_Exercise details_. Which lines of the material below contain the string "engine"? Select each one.

_Pointing entries for named objects_.
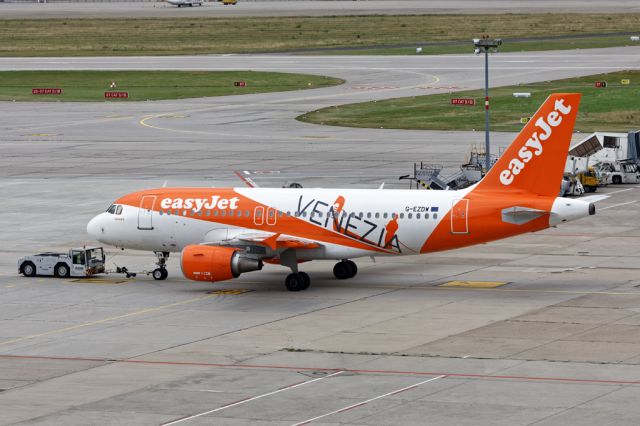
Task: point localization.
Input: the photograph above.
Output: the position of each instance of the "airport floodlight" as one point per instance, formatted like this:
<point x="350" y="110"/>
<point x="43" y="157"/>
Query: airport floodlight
<point x="485" y="44"/>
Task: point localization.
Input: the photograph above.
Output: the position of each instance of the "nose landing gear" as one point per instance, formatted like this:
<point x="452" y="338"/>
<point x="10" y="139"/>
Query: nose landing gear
<point x="160" y="273"/>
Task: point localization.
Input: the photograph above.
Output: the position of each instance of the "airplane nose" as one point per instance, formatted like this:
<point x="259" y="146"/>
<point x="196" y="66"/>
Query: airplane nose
<point x="94" y="228"/>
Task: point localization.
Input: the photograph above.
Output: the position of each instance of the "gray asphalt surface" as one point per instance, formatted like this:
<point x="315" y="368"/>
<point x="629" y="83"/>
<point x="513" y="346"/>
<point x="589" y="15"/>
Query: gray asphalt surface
<point x="309" y="8"/>
<point x="559" y="343"/>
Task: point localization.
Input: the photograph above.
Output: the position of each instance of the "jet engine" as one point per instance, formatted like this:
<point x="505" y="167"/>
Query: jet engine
<point x="209" y="263"/>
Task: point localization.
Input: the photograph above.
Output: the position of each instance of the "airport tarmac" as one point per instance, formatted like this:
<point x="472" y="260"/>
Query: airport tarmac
<point x="144" y="9"/>
<point x="538" y="329"/>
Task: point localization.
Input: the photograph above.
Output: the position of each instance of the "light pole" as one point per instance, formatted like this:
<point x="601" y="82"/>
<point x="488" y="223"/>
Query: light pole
<point x="485" y="44"/>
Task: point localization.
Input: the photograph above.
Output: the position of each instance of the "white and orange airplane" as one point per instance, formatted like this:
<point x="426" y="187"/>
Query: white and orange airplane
<point x="225" y="232"/>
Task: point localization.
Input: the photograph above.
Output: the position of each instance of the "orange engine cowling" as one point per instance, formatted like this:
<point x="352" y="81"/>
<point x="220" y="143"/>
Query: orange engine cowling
<point x="209" y="263"/>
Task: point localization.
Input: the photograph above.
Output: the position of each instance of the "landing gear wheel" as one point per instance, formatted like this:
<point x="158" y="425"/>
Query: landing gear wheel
<point x="341" y="270"/>
<point x="29" y="269"/>
<point x="294" y="282"/>
<point x="160" y="274"/>
<point x="62" y="271"/>
<point x="353" y="268"/>
<point x="306" y="279"/>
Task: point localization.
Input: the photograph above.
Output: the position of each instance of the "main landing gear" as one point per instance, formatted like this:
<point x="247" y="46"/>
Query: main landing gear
<point x="297" y="281"/>
<point x="345" y="269"/>
<point x="160" y="273"/>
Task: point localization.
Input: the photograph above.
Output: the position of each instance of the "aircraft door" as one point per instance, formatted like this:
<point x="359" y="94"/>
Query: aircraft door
<point x="145" y="213"/>
<point x="460" y="216"/>
<point x="271" y="216"/>
<point x="258" y="215"/>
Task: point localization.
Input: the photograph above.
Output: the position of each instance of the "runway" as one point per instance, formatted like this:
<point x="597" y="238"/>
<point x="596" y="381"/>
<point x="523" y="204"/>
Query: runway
<point x="245" y="8"/>
<point x="556" y="341"/>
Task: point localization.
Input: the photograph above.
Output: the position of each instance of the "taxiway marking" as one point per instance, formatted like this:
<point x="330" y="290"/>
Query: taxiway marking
<point x="333" y="370"/>
<point x="101" y="321"/>
<point x="359" y="404"/>
<point x="244" y="401"/>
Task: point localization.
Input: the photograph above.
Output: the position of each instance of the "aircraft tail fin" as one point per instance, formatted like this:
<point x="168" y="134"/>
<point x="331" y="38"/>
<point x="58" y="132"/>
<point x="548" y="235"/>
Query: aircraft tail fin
<point x="535" y="160"/>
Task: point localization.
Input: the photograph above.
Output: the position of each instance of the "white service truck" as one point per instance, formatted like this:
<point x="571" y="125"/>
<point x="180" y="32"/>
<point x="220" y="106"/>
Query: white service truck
<point x="78" y="262"/>
<point x="622" y="171"/>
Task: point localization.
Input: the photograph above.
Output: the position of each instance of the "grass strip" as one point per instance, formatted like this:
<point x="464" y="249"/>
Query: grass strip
<point x="180" y="36"/>
<point x="614" y="108"/>
<point x="150" y="85"/>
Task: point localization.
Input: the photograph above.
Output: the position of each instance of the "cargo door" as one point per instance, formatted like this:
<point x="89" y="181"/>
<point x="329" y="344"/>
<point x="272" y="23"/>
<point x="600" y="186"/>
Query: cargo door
<point x="460" y="216"/>
<point x="145" y="213"/>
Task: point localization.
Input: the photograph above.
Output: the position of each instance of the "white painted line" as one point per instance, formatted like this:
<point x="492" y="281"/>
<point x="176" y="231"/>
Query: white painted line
<point x="618" y="205"/>
<point x="619" y="191"/>
<point x="349" y="407"/>
<point x="244" y="401"/>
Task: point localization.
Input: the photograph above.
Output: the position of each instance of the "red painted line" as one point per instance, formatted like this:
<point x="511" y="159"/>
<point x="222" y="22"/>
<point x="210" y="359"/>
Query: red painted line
<point x="248" y="182"/>
<point x="346" y="370"/>
<point x="293" y="384"/>
<point x="404" y="390"/>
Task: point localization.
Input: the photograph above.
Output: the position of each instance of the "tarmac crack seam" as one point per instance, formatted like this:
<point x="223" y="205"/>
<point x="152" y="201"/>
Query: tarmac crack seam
<point x="365" y="402"/>
<point x="244" y="401"/>
<point x="104" y="320"/>
<point x="342" y="303"/>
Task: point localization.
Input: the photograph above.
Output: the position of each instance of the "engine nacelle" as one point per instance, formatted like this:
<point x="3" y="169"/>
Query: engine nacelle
<point x="208" y="263"/>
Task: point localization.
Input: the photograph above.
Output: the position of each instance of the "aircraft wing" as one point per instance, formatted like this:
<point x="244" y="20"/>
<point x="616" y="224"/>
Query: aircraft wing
<point x="274" y="241"/>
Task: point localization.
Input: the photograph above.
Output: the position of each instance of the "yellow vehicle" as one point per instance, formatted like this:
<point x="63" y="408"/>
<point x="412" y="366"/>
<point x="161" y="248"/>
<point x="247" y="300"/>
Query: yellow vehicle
<point x="589" y="179"/>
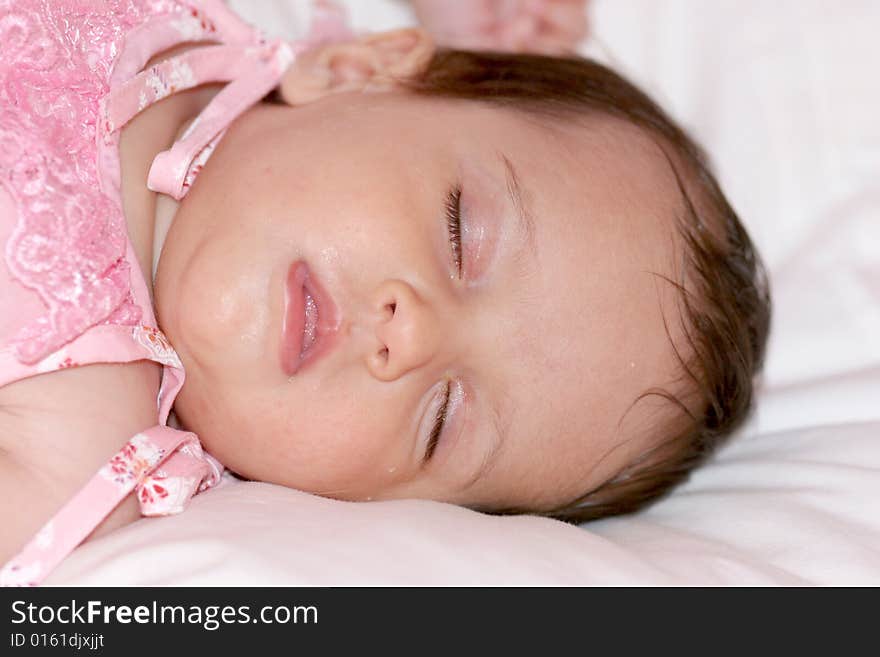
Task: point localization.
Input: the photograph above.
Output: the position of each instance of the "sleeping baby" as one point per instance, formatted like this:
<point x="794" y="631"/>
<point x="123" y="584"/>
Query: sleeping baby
<point x="365" y="267"/>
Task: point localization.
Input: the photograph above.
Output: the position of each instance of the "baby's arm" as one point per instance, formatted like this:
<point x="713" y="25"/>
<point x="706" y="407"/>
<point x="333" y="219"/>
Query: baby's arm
<point x="57" y="430"/>
<point x="551" y="27"/>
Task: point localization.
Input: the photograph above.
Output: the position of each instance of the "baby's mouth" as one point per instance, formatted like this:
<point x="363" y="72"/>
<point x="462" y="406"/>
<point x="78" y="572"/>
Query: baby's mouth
<point x="309" y="322"/>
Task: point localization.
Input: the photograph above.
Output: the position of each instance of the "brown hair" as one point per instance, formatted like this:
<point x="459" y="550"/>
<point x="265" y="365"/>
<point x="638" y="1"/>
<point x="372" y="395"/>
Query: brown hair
<point x="724" y="300"/>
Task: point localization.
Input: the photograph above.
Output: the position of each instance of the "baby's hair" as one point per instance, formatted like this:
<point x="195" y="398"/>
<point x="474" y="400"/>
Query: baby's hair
<point x="723" y="300"/>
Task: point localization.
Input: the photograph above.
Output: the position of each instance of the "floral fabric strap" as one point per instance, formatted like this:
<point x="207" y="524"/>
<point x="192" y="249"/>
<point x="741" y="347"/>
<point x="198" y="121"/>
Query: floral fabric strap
<point x="164" y="466"/>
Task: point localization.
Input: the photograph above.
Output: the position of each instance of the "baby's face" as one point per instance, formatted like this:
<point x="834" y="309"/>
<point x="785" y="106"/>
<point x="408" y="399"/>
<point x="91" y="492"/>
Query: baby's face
<point x="546" y="334"/>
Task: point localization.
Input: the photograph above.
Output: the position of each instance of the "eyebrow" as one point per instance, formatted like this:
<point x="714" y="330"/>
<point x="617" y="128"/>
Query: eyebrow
<point x="524" y="215"/>
<point x="526" y="238"/>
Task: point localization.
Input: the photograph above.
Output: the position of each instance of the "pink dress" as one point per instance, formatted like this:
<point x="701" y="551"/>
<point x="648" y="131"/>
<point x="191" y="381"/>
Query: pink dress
<point x="71" y="290"/>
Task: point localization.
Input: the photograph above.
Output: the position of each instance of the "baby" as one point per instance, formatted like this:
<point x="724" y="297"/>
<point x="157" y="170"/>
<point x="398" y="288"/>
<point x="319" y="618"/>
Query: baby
<point x="506" y="281"/>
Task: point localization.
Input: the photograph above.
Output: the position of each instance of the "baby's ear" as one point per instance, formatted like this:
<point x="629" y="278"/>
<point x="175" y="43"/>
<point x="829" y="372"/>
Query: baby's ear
<point x="369" y="63"/>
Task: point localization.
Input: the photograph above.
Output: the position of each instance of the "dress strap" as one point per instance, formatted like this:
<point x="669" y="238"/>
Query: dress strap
<point x="164" y="466"/>
<point x="260" y="70"/>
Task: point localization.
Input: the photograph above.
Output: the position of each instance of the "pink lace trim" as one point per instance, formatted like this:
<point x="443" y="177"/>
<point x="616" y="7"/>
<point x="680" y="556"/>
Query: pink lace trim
<point x="69" y="244"/>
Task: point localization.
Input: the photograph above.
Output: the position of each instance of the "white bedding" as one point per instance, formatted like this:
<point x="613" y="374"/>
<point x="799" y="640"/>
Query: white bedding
<point x="785" y="97"/>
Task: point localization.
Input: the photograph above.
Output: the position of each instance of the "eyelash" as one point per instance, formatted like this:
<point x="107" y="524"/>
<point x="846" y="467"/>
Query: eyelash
<point x="453" y="226"/>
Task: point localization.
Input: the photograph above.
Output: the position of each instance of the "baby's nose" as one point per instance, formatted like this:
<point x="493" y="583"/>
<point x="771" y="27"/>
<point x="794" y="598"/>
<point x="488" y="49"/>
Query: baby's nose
<point x="408" y="331"/>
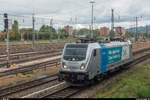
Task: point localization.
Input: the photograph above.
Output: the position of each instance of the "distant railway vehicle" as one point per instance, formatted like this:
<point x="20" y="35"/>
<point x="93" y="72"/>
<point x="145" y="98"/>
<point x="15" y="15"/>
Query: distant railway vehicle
<point x="83" y="62"/>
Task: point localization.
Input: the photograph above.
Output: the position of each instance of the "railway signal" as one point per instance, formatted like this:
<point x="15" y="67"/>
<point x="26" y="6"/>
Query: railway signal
<point x="6" y="27"/>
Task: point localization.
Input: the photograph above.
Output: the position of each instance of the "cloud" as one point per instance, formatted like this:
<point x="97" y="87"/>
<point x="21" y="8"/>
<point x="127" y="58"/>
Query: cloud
<point x="63" y="10"/>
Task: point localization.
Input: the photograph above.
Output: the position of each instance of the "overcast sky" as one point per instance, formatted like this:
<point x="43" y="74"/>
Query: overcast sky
<point x="65" y="9"/>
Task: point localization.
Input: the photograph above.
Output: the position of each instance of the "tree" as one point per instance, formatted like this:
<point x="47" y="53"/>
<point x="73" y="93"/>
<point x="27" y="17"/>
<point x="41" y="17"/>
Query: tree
<point x="47" y="32"/>
<point x="15" y="29"/>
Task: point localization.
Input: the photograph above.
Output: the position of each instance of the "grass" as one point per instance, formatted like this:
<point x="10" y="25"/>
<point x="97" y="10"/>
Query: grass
<point x="135" y="85"/>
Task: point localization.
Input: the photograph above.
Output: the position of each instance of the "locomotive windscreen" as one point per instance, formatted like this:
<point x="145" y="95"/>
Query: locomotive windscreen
<point x="75" y="52"/>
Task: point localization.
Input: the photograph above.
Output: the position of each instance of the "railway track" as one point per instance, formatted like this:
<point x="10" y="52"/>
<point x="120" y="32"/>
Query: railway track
<point x="28" y="48"/>
<point x="21" y="87"/>
<point x="69" y="91"/>
<point x="25" y="59"/>
<point x="30" y="68"/>
<point x="64" y="92"/>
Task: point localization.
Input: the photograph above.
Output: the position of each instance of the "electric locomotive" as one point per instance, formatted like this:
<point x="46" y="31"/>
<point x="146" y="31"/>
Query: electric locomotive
<point x="83" y="62"/>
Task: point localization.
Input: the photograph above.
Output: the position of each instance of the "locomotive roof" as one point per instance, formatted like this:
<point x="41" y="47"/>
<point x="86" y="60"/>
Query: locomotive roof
<point x="97" y="45"/>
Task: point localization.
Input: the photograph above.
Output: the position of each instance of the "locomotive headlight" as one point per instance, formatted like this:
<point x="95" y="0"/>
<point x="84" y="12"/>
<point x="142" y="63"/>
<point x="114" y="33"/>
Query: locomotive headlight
<point x="65" y="66"/>
<point x="82" y="67"/>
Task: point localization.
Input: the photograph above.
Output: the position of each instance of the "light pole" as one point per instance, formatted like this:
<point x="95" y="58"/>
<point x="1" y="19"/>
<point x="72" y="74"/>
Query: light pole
<point x="92" y="2"/>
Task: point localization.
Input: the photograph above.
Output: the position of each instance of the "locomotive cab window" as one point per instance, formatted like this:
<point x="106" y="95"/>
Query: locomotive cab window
<point x="75" y="52"/>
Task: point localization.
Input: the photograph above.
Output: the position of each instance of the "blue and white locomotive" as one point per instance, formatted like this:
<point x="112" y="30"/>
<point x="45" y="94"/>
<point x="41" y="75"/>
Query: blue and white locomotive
<point x="82" y="62"/>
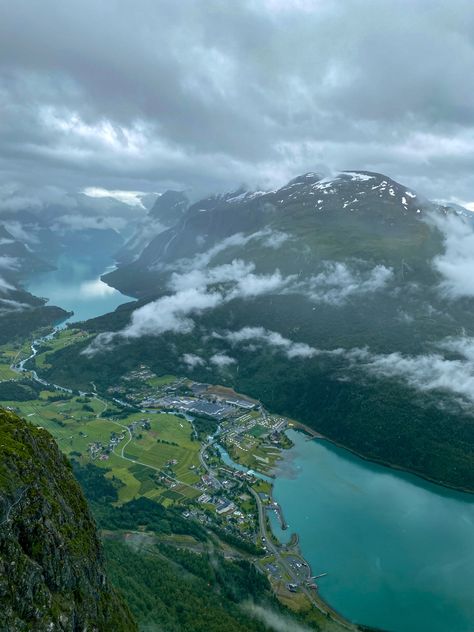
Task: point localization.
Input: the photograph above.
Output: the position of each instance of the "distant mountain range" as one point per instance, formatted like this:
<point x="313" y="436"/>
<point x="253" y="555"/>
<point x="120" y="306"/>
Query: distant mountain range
<point x="343" y="302"/>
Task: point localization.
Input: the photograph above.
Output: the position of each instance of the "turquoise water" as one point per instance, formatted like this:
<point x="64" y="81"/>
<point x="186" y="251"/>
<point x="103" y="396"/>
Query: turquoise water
<point x="237" y="466"/>
<point x="76" y="286"/>
<point x="399" y="551"/>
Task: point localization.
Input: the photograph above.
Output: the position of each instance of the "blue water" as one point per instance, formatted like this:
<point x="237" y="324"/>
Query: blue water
<point x="237" y="466"/>
<point x="76" y="286"/>
<point x="399" y="551"/>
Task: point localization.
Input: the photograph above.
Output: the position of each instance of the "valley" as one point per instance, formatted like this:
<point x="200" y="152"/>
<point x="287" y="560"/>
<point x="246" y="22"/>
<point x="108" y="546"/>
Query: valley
<point x="212" y="403"/>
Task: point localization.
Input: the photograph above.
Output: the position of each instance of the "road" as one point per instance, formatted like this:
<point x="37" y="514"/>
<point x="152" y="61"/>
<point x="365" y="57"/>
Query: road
<point x="313" y="598"/>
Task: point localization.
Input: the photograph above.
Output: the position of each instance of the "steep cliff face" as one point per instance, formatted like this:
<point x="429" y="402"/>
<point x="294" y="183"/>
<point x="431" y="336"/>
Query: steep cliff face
<point x="52" y="574"/>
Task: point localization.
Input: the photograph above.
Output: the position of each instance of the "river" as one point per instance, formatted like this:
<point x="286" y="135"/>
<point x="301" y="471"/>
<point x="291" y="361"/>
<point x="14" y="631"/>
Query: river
<point x="399" y="552"/>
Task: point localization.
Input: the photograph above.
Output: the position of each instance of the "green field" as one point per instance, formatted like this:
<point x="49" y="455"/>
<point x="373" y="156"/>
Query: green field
<point x="150" y="451"/>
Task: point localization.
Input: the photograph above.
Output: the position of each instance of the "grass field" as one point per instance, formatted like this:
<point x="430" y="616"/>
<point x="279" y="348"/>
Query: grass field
<point x="169" y="439"/>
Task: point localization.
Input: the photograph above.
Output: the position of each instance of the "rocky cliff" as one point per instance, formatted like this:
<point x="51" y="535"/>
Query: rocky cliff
<point x="52" y="575"/>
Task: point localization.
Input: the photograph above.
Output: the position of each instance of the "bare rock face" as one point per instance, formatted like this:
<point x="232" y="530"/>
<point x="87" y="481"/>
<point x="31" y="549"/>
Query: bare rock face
<point x="52" y="571"/>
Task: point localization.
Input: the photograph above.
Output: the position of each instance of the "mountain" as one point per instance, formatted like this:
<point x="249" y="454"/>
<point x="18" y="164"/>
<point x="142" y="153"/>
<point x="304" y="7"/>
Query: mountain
<point x="342" y="302"/>
<point x="166" y="212"/>
<point x="318" y="217"/>
<point x="52" y="570"/>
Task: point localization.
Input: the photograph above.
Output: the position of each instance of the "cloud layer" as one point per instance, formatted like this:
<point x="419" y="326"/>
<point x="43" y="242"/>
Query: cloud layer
<point x="456" y="264"/>
<point x="185" y="94"/>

_Reply to the exercise_.
Output: the position of each instance of the "jet engine" as one point per instance, formatted like this:
Query: jet engine
Output: the position of each instance of the "orange engine cowling" as one point per instance, formatted like this:
Query: orange engine cowling
Output: the position of each instance of the "engine nacelle" as one point per instance, formatted like this:
Query: engine nacelle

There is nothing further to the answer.